● **DOCUMENT EXCERPT**
+++

# Meet Taffy :)



## Wagners Mom2 (Mar 20, 2012)

Last week, I saw a golden in an animal shelter that is somewhat close to me. 

So immediately, I emailed the rescue I've been working with for a few months to see if we could take her in. 

In the meantime, another member here (Meggie's Mom) emailed me as she saw her too, so we put our heads together and started working on it. I asked her if she would mind pulling her for me (she was much closer than I was) and meet me to get her. I didn't know if the rescue would take her, but I knew I could find her a home privately, if they couldn't accept her in the program. I just knew she had to get out of the shelter. So our plan was, she was going to be at the shelter the next am at 730 (before they opened at 830) and then call me once she had her.

Well, I got a call from MM at 715 from her and someone "beat" us to the door and adopted her directly before they even opened. Disappointed, but we were both just very hopeful that she had a wonderful home. MM emailed the lady that adopted her though and told her if for any reason it did not work out, to please let her know. 

So the next day, I see MM number show up on my phone. I think my exact words when I answered were "uh oh". lol. Turns out the lady wanted her help as she didn't feel she had the best situation for the dog. So I told MM--just tell her I'll go get her and find out where she is. So MM connected me and the adopter and off I went to pick her up. And in the meantime I contacted the rescue again and told her again, she did need our help if we could help--but if not, I would go get her and keep her safe with me.

I honestly hoped my mom would be ready for this girl. It's been almost 4 years since she lost her golden and it absolutely crushed her. And while I think my mom is closer, it turns out, she just isn't quite ready yet--and I would never pressure her. 

So Long story short, the rescue agreed to bring her into the program. (Triad Golden Retriever Rescue) and can I just say, I'm so proud to be part of this group of terrific people that truly care about the breed we all love so much. She has been named Taffy, and I just must say, I have never fallen so hard for a dog in such a quick amount of time. She is a DOLLBABY. She just wants to lay in your lap and be loved. If our lab wasn't such a hussy (and my husband would bend a little...lol) she would have not left me. She is THAT sweet.

+++

● **EXERCISE DETAILS**
Set down the Taffy post word for word, everything from "# Meet Taffy" down to "take her in.".

● **RECORDED INFORMATION**
+++

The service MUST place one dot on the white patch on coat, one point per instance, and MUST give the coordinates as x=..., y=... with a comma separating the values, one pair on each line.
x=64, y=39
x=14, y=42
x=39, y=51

+++

● **EXERCISE SOLUTION**
# Meet Taffy :)



## Wagners Mom2 (Mar 20, 2012)

Last week, I saw a golden in an animal shelter that is somewhat close to me. 

So immediately, I emailed the rescue I've been working with for a few months to see if we could take her in.